Nonexclusive grant. No permit granted under this subsection (h) shall convey any exclusive right, privilege, permit or franchise to occupy or use the public lands of the Town for delivery of telecommunications services or any other purpose.

(3)

Rights granted. No permit granted under this section shall convey any right, title or interest in the public lands, but shall be deemed a permit only to use and occupy the public lands for the limited purposes and term stated in the grant. Further, no permit shall be construed as a conveyance of a title interest in the property.

(4)

Exemption. Government-owned property is exempt from the minimum distance separation and height requirements set forth herein.

(i)

Variances. Any deviation of the location, setback, type, number and height limitations shall require a zoning variance approved by the Medley Town Council.

(Ord. No. C-275, § 1, 4-7-97; Ord. No. C-407, § 2, 10-5-2015)

Sec. 62-64. - Small wireless facilities.

(a)

Purpose: The regulations and requirements set forth herein are intended to accomplish the following purposes:

(1)

Provide for compliance with F.S. § 337.401, as amended on July 1, 2017, relating to the use of public (municipality or county) right-of-way, and structures located within right-of-way, for broadband or wireless facility infrastructure.

(2)

To supplement the provisions of section 62-63 of the Town's Code so as to apply only to small wireless facilities, section 62-63 will continue to apply to all wireless communications towers and antennas not covered by this section of the Code.

(b)

Definitions:

Application means a request submitted by an applicant to the Town for a permit to collocate small wireless facilities.

Authority utility pole means a utility pole owned by the Town in the right-of-way. The term does not include a utility pole located in the right-of-way of the Lakeside Retirement Community.

Collocate or collocation means to install, mount, maintain, modify, operate, or replace one or more wireless facilities on, under, within, or adjacent to a wireless support structure or utility pole. The term does not include the installation of a new utility pole or similar structure 15 feet in height or less unless the Town grants a waiver for such a pole.
# # # #
Please copy the town code excerpt on wireless facility permits above word for word, in full.

» **Listed records**
# # # #
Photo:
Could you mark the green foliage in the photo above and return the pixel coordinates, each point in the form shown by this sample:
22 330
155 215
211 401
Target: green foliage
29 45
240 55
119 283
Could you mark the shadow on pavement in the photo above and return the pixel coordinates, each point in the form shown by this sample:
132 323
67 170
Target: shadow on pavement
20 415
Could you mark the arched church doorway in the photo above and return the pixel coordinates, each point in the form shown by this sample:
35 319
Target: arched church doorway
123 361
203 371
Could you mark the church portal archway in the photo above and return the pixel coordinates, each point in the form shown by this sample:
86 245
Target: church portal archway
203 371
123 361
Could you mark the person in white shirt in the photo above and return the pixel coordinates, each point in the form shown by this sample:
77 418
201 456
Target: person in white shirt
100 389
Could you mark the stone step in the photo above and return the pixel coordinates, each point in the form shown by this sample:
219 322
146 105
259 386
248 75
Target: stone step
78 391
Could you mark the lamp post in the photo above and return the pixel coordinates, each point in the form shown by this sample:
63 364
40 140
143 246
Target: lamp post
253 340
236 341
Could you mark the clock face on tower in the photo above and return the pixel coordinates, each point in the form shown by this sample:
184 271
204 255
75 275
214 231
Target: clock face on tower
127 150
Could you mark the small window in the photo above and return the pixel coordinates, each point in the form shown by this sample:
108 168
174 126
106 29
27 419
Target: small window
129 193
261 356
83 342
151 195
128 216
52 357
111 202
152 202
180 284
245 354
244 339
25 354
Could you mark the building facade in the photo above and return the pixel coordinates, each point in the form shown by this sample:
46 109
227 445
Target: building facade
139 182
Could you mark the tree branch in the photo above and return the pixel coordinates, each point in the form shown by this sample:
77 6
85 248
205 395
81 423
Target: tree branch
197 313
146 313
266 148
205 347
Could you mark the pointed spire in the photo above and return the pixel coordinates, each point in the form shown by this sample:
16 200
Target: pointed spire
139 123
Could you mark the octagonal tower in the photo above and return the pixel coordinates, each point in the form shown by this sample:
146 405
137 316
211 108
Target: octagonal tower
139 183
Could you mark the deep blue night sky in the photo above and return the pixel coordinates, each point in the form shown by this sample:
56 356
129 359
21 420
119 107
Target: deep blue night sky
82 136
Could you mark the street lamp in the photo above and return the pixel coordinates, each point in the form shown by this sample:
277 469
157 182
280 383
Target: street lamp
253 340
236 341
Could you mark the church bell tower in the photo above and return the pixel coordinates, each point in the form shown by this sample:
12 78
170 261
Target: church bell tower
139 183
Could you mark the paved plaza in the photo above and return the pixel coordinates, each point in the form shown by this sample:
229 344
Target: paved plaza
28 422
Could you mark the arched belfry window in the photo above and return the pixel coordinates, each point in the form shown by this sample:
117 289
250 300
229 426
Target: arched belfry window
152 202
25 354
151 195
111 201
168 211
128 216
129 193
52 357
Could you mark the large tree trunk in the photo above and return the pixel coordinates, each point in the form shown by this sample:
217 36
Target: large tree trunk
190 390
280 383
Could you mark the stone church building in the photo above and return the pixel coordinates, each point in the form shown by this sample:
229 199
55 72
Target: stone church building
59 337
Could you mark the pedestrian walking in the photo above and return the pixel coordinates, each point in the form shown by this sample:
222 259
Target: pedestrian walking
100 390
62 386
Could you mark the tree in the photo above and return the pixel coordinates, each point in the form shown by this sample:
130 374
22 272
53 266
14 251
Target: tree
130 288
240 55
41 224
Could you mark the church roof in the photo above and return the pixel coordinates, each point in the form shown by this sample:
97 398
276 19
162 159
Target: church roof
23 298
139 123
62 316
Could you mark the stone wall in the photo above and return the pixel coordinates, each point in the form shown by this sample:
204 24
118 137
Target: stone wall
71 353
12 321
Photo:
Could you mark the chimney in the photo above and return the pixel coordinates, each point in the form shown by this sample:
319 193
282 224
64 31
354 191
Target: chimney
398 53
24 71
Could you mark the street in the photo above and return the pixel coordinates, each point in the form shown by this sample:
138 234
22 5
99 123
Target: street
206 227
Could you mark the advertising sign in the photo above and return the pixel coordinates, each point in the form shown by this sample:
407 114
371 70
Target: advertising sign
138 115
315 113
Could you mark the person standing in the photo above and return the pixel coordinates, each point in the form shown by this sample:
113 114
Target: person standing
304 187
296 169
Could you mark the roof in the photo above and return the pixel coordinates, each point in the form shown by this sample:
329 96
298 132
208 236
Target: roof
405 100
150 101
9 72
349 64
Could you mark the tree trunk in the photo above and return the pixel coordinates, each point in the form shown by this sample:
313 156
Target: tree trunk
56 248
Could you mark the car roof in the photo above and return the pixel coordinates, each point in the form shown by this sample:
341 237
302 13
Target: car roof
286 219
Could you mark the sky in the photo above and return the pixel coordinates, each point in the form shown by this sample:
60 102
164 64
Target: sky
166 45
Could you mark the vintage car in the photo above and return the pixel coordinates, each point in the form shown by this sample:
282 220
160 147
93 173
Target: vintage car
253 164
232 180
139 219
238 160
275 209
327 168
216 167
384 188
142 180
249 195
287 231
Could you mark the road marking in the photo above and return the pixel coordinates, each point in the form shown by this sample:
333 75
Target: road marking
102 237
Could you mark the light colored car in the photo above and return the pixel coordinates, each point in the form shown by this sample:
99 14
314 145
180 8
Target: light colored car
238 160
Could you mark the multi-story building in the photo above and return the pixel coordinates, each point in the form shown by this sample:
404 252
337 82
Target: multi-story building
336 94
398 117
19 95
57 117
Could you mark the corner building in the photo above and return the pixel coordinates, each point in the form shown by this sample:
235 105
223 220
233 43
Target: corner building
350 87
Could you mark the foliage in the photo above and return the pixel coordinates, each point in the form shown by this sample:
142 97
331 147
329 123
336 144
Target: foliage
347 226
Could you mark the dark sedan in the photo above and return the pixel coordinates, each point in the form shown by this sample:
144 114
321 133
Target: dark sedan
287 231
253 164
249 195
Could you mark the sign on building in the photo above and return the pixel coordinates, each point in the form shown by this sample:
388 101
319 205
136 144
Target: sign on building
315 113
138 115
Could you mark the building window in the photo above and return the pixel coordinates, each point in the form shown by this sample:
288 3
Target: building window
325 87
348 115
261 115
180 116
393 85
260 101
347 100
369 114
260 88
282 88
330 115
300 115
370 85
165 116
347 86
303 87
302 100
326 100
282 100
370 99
# # # #
» **Expected output**
Nonexclusive grant. No permit granted under this subsection (h) shall convey any exclusive right, privilege, permit or franchise to occupy or use the public lands of the Town for delivery of telecommunications services or any other purpose.

(3)

Rights granted. No permit granted under this section shall convey any right, title or interest in the public lands, but shall be deemed a permit only to use and occupy the public lands for the limited purposes and term stated in the grant. Further, no permit shall be construed as a conveyance of a title interest in the property.

(4)

Exemption. Government-owned property is exempt from the minimum distance separation and height requirements set forth herein.

(i)

Variances. Any deviation of the location, setback, type, number and height limitations shall require a zoning variance approved by the Medley Town Council.

(Ord. No. C-275, § 1, 4-7-97; Ord. No. C-407, § 2, 10-5-2015)

Sec. 62-64. - Small wireless facilities.

(a)

Purpose: The regulations and requirements set forth herein are intended to accomplish the following purposes:

(1)

Provide for compliance with F.S. § 337.401, as amended on July 1, 2017, relating to the use of public (municipality or county) right-of-way, and structures located within right-of-way, for broadband or wireless facility infrastructure.

(2)

To supplement the provisions of section 62-63 of the Town's Code so as to apply only to small wireless facilities, section 62-63 will continue to apply to all wireless communications towers and antennas not covered by this section of the Code.

(b)

Definitions:

Application means a request submitted by an applicant to the Town for a permit to collocate small wireless facilities.

Authority utility pole means a utility pole owned by the Town in the right-of-way. The term does not include a utility pole located in the right-of-way of the Lakeside Retirement Community.

Collocate or collocation means to install, mount, maintain, modify, operate, or replace one or more wireless facilities on, under, within, or adjacent to a wireless support structure or utility pole. The term does not include the installation of a new utility pole or similar structure 15 feet in height or less unless the Town grants a waiver for such a pole.